Text block:
┄┄┄┄┄┄

What is the cost of relegation from the Premier League?
The cost of relegation from the Premier League has been called “the biggest financial jeopardy in world football” and this weekend Everton, Leicester City and Leeds United will be locked in a battle to avoid it.
Two of those three teams will drop out of the richest domestic competition in the sport and into the Championship, plunging them into a desperate round of cost cutting and player sales – and, in some cases, serious uncertainty over their futures.
So, what are the factors that contribute to the cost of relegation, how can teams soften the impact of tipping over that cliff-edge, and what would it mean in the specific cases of Everton, Leicester and Leeds? Read on.
What is the cost of relegation from the Premier League?
Clubs should expect their revenue to take a hit of £85m-£100m in their first year down in the second tier, says Ben Peppi, head of sports services at JMW Solicitors.
“Broadcast income falls by around £70m-£80m in year one, while there will also be clauses in sponsorship contracts which will reduce the price paid by sponsors given the inevitable drop-off of eyeballs and audience. This is exacerbated by a decrease in marketing activity,” he said.
“Teams will also need to contend with a drop in ticket prices, hospitality revenue and merchandise. One of the hidden costs of relegation is the number of job losses teams can contend with, as cuts are inevitably made where possible.”
The so-called parachute payments that relegated teams receive are designed to mitigate the cost of relegation, but the contrast is still stark.
And it worsens with each year in the Championship, as parachute payments decrease from around £45m to £25m, £10m and then nothing.
“Relegation from the Premier League is probably the biggest financial jeopardy in world football,” Crystal Palace chairman Steve Parish said in April.
“If you look at [Crystal Palace’s] turnover in the Premier League, it’s in the region of £175m. First season in the Championship it would be about £70m. There’s no amount of salary cuts for players you could bake in to cover that loss.”
What can clubs do to cope with the cost of relegation?
Wage cuts and player sales are an immediate way to stem the bleeding, but the former relies on having mandatory salary reductions stipulated in contracts.
“While some clubs will have had the foresight to add relegation clauses to contracts, some may not have this in place and will need to continue paying Premier League salaries,” said Peppi.
A team’s highest earners – usually also their best players – are the obvious candidates for a fire sale that can recoup some of the revenue lost through relegation.
Last summer, Burnley raised almost £80m from the sale of Nick Pope, Dwight McNeil, Nathan Collins and Maxwell Cornet.
Thanks to parachute payments, Fulham’s revenue decreased by £45m to £71m, when they went down in 2021, while Sheffield United’s fell £42m to £65m.
Clubs cannot insure against the impact of relegation, says Steve Moore of Miller Insurance Services.
“Insurers don’t generally offer terms where the trigger is a negative outcome – for example relegation – but can potentially offer insurance for a positive outcome, such as bonuses for a team staying up,” said Moore.
How would relegation affect the finances of Everton, Leicester and Leeds specifically?
Assuming a hit of £85m-£100m to the most up-to-date figures available, relegation could slash the income of all three teams in half.

┄┄┄┄┄┄

Supplied material:
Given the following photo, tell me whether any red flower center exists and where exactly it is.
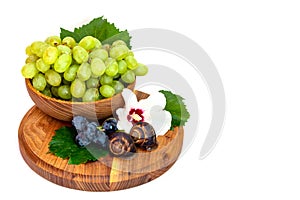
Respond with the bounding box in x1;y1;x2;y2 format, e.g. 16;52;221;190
127;108;144;124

┄┄┄┄┄┄

Required work:
Summarize the article above on the cost of Premier League relegation in two sentences.

Solution to this task:
A club relegated from the Premier League can expect its revenue to fall by £85m-£100m in its first Championship season, mostly through a £70m-£80m drop in broadcast income, and parachute payments only partly offset this while shrinking each year. Clubs can cut wages where contracts contain relegation clauses and sell their highest earners, but they cannot insure against relegation.